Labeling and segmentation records
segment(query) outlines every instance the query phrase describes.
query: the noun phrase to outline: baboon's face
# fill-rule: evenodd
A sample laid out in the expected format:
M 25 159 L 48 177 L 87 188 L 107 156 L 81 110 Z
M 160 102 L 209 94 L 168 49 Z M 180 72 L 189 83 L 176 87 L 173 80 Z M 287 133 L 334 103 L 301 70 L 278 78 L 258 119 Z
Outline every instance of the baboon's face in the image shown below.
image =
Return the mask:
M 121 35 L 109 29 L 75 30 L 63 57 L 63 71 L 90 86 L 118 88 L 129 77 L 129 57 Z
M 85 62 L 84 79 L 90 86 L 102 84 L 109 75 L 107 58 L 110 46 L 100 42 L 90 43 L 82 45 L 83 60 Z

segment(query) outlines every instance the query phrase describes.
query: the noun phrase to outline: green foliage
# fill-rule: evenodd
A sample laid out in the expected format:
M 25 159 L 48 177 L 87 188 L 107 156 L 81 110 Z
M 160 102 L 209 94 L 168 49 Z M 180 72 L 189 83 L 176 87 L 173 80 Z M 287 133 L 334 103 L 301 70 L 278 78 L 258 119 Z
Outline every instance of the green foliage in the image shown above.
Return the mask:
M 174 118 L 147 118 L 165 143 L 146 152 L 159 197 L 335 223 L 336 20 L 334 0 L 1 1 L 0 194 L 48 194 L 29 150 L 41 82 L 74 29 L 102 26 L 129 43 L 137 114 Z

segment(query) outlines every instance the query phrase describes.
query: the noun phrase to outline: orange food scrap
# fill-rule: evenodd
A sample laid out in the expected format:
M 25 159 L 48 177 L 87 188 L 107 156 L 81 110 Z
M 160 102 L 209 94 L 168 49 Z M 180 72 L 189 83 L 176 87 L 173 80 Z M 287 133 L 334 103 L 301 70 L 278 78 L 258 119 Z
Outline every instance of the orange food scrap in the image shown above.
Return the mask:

- _Task directions_
Produce an exact copy of all the records.

- _The completed task_
segment(query) outlines every instance the query phrase describes.
query: the noun phrase to outline: baboon's face
# fill-rule: evenodd
A sample laid out in the expected format:
M 25 159 L 48 177 L 87 188 L 107 156 L 81 110 Z
M 160 102 L 209 94 L 168 49 Z M 180 72 L 189 83 L 176 87 L 173 80 Z M 287 133 L 334 103 L 301 70 L 278 78 L 258 119 Z
Outline every instance of the baboon's face in the image shown below.
image =
Return the mask:
M 121 35 L 109 29 L 75 30 L 63 57 L 63 71 L 90 86 L 118 88 L 129 77 L 129 57 Z
M 85 62 L 84 79 L 90 86 L 102 84 L 109 75 L 107 58 L 110 46 L 100 42 L 90 43 L 82 45 L 83 60 Z

segment(query) outlines every instance the query phrase describes.
query: the noun phrase to outline: green foliage
# fill-rule: evenodd
A sample laid out in the expected format:
M 25 159 L 48 177 L 87 188 L 107 156 L 81 110 Z
M 160 102 L 209 94 L 168 49 Z M 180 72 L 189 83 L 176 87 L 173 80 Z M 287 133 L 334 103 L 301 70 L 278 78 L 258 119 Z
Outline every instance of the green foliage in the image shown above.
Return the mask:
M 174 118 L 147 118 L 165 143 L 146 152 L 159 197 L 335 223 L 336 20 L 334 0 L 1 1 L 0 194 L 48 194 L 29 150 L 41 82 L 74 29 L 102 26 L 129 43 L 137 114 Z

segment(query) outlines every instance the query phrase describes.
query: the noun phrase to outline: orange food scrap
# fill-rule: evenodd
A sample laid out in the expected format:
M 25 159 L 48 177 L 87 188 L 107 156 L 81 110 Z
M 160 102 L 209 94 L 168 49 Z M 180 72 L 189 83 L 176 87 L 173 80 Z M 287 133 L 334 103 L 301 70 L 278 78 L 258 119 Z
Outline every instance of the orange food scrap in the image shown above.
Return the mask:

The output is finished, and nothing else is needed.